| EXERCISE OBJECTIVE |
Present the following data again exactly as it is shown.
━━━━━ EXERCISE MATERIALS ━━━━━
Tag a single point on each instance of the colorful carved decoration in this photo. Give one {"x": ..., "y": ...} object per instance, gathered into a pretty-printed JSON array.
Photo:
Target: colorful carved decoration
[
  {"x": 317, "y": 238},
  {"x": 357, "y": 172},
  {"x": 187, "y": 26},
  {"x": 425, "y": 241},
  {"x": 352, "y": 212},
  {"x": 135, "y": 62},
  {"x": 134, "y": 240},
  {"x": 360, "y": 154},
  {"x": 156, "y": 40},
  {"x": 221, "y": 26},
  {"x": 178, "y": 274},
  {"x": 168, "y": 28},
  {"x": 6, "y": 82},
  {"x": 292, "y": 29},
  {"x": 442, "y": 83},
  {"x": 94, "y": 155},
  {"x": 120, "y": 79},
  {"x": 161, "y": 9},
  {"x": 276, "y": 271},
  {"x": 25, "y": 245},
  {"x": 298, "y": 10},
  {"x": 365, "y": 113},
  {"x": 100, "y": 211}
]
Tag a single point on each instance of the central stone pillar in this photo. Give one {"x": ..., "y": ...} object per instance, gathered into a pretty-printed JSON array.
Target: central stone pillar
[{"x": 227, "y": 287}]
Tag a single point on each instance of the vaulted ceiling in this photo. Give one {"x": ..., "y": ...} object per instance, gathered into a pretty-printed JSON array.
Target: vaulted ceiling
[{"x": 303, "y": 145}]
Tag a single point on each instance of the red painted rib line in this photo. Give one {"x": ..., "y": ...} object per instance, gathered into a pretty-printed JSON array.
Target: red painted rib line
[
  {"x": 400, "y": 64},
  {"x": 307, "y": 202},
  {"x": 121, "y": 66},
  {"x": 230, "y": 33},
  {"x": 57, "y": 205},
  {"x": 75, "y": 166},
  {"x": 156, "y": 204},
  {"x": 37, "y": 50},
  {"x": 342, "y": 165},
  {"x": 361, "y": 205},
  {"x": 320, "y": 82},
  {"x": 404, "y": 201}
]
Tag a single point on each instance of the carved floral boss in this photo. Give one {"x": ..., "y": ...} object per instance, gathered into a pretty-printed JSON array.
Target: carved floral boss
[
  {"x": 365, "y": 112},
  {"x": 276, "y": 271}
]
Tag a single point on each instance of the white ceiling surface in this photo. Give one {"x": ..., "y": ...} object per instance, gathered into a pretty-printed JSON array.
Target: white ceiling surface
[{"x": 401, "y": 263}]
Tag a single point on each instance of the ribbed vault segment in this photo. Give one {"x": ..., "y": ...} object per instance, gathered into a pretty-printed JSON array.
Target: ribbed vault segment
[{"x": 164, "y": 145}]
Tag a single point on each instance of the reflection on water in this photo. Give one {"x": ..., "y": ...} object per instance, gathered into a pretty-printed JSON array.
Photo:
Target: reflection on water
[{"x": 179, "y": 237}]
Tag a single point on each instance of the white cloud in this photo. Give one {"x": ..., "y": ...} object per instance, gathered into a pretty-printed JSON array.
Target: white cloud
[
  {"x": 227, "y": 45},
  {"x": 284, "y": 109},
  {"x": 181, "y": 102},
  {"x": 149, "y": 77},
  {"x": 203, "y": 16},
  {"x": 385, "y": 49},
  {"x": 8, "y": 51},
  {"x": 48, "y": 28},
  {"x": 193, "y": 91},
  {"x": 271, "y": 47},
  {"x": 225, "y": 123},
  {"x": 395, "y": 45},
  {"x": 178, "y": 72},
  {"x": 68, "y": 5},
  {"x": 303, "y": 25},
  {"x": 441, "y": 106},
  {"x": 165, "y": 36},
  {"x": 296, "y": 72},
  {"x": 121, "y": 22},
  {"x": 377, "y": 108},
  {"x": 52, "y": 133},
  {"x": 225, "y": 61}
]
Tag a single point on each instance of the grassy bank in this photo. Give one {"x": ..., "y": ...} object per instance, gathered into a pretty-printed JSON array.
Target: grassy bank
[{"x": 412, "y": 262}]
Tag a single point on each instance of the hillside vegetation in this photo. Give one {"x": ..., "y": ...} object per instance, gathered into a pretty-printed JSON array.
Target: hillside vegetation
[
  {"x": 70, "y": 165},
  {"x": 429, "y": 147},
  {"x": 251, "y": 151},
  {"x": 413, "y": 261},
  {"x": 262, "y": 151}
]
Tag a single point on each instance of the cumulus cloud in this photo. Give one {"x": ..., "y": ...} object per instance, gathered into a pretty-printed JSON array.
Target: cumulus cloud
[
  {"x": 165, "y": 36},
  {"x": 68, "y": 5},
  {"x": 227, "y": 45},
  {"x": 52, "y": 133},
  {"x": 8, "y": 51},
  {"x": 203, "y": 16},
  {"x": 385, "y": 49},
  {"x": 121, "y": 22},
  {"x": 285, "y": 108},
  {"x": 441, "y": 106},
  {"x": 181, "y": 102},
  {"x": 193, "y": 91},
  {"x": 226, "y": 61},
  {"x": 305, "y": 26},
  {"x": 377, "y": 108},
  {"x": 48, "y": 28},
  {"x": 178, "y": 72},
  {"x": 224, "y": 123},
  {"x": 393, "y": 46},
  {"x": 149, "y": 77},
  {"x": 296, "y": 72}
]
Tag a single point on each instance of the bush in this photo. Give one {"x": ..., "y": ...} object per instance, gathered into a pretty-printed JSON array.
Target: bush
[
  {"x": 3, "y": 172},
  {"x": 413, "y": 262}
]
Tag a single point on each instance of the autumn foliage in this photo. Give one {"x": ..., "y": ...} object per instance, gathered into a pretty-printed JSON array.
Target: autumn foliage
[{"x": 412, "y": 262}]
━━━━━
| YOUR RESPONSE |
Tag a single point on each instance of the colorful carved decoration in this photo. Give one {"x": ..., "y": ...} object per instance, gathered into a pretty-printed JSON array.
Photo:
Target: colorful carved decoration
[
  {"x": 317, "y": 238},
  {"x": 357, "y": 172},
  {"x": 187, "y": 26},
  {"x": 425, "y": 241},
  {"x": 352, "y": 212},
  {"x": 135, "y": 62},
  {"x": 134, "y": 240},
  {"x": 360, "y": 154},
  {"x": 156, "y": 40},
  {"x": 221, "y": 26},
  {"x": 178, "y": 274},
  {"x": 168, "y": 28},
  {"x": 6, "y": 82},
  {"x": 292, "y": 29},
  {"x": 442, "y": 83},
  {"x": 94, "y": 155},
  {"x": 120, "y": 79},
  {"x": 161, "y": 9},
  {"x": 276, "y": 271},
  {"x": 25, "y": 245},
  {"x": 298, "y": 10},
  {"x": 365, "y": 113},
  {"x": 100, "y": 211}
]
Tag a single point on each instance of the central stone pillar in this photo. Give one {"x": ..., "y": ...} object per instance, gathered into a pretty-printed JSON array.
Target: central stone pillar
[{"x": 227, "y": 287}]
Tag a single point on each instance of the vaulted ceiling in this photo. Give one {"x": ..., "y": ...} object per instance, gathered into a pretty-printed JSON array.
Target: vaulted ceiling
[{"x": 303, "y": 145}]
Tag a single point on each instance of the red painted rib line in this photo. Give one {"x": ..., "y": ...} object per instance, gathered into a pretty-printed JSON array.
Target: red painted rib line
[
  {"x": 400, "y": 64},
  {"x": 307, "y": 202},
  {"x": 121, "y": 66},
  {"x": 230, "y": 33},
  {"x": 57, "y": 205},
  {"x": 75, "y": 166},
  {"x": 156, "y": 204},
  {"x": 37, "y": 50},
  {"x": 342, "y": 165},
  {"x": 361, "y": 205},
  {"x": 320, "y": 82},
  {"x": 404, "y": 201}
]
Tag a single point on each instance of the carved floral boss in this photo. Give one {"x": ..., "y": ...} object per instance, gathered into a pretty-printed JSON array.
Target: carved floral boss
[
  {"x": 365, "y": 112},
  {"x": 276, "y": 271}
]
Tag a single point on each instance of the white ceiling surface in this photo. Give one {"x": ..., "y": ...} object per instance, gathered into a pretty-printed JSON array.
Target: white ceiling surface
[{"x": 401, "y": 263}]
Tag a single point on each instance of the ribbed vault segment in this photo. Give one {"x": ..., "y": ...} object per instance, gathered into a pretty-printed JSON array.
Target: ribbed vault segment
[{"x": 164, "y": 145}]
Tag a single point on each instance of the reflection on water in this photo. Give one {"x": ..., "y": ...} object per instance, gathered into a pretty-printed JSON array.
Photo:
Target: reflection on water
[{"x": 179, "y": 237}]
Tag a single point on each instance of the white cloud in this photo. Give one {"x": ..., "y": ...} object per instance, gathered into a pretty-printed JSON array.
Target: white cloud
[
  {"x": 227, "y": 45},
  {"x": 284, "y": 109},
  {"x": 181, "y": 102},
  {"x": 149, "y": 77},
  {"x": 203, "y": 16},
  {"x": 385, "y": 49},
  {"x": 8, "y": 51},
  {"x": 48, "y": 28},
  {"x": 193, "y": 91},
  {"x": 271, "y": 47},
  {"x": 225, "y": 123},
  {"x": 395, "y": 45},
  {"x": 178, "y": 72},
  {"x": 68, "y": 5},
  {"x": 303, "y": 25},
  {"x": 441, "y": 106},
  {"x": 165, "y": 36},
  {"x": 296, "y": 72},
  {"x": 121, "y": 22},
  {"x": 377, "y": 108},
  {"x": 52, "y": 133},
  {"x": 225, "y": 61}
]
Tag a single point on each instance of the grassy bank in this photo. Give one {"x": ..., "y": ...} object per instance, gathered into a pretty-printed JSON array.
Target: grassy bank
[{"x": 412, "y": 262}]
Tag a single point on each instance of the hillside vegetation in this photo. Give one {"x": ..., "y": ...} object per instance, gathered into a pretty-printed JSON array.
Target: hillside vegetation
[
  {"x": 70, "y": 165},
  {"x": 429, "y": 147},
  {"x": 251, "y": 151},
  {"x": 413, "y": 261},
  {"x": 262, "y": 151}
]
Tag a single point on each instance of the cumulus cloud in this photo. Give one {"x": ..., "y": ...} object per instance, gathered into a pretty-printed JSON array.
Target: cumulus cloud
[
  {"x": 165, "y": 36},
  {"x": 68, "y": 5},
  {"x": 227, "y": 45},
  {"x": 52, "y": 133},
  {"x": 8, "y": 51},
  {"x": 203, "y": 16},
  {"x": 385, "y": 49},
  {"x": 121, "y": 22},
  {"x": 285, "y": 108},
  {"x": 441, "y": 106},
  {"x": 181, "y": 102},
  {"x": 193, "y": 91},
  {"x": 226, "y": 61},
  {"x": 305, "y": 26},
  {"x": 377, "y": 108},
  {"x": 48, "y": 28},
  {"x": 178, "y": 72},
  {"x": 224, "y": 123},
  {"x": 393, "y": 46},
  {"x": 149, "y": 77},
  {"x": 296, "y": 72}
]
Tag a single point on each instance of the bush in this photo. Give one {"x": ..., "y": ...} object per instance, gathered into a pretty-printed JSON array.
Target: bush
[
  {"x": 3, "y": 172},
  {"x": 413, "y": 262}
]
Tag a single point on each instance of the autumn foliage in this photo. Give one {"x": ..., "y": ...} object per instance, gathered into a pretty-printed JSON array.
Target: autumn foliage
[{"x": 412, "y": 262}]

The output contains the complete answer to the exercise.